_Extracted data_:
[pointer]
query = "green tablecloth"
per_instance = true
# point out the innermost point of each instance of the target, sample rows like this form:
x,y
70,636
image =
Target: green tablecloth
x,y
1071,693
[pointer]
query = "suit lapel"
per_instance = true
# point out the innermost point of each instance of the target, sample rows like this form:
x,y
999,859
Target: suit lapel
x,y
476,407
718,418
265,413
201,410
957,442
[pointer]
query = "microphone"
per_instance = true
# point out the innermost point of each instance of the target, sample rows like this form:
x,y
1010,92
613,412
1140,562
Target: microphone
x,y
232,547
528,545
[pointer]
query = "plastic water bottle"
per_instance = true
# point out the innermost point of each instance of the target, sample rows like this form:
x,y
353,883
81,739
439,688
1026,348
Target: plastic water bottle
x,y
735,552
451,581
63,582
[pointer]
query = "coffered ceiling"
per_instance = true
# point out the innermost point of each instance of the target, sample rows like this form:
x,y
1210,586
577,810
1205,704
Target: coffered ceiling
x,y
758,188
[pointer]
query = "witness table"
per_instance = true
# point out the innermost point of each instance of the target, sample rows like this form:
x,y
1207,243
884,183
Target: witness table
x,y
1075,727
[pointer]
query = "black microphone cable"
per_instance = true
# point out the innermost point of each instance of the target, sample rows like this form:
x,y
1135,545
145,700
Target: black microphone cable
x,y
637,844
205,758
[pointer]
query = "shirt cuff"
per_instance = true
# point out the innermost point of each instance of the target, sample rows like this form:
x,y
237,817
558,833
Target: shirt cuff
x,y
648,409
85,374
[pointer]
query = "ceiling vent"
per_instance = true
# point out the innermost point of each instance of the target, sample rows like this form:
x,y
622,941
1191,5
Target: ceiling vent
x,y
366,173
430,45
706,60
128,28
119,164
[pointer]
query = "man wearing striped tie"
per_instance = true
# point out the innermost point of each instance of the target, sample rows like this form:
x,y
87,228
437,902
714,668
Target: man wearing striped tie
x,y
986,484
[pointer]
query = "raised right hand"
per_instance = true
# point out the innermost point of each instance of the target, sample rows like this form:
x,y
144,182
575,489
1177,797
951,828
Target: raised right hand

_Written task_: Return each line of the listing above that contains the string "vent", matching case exactly.

_Complete answer_:
query = "ceiling vent"
Target: ceiling vent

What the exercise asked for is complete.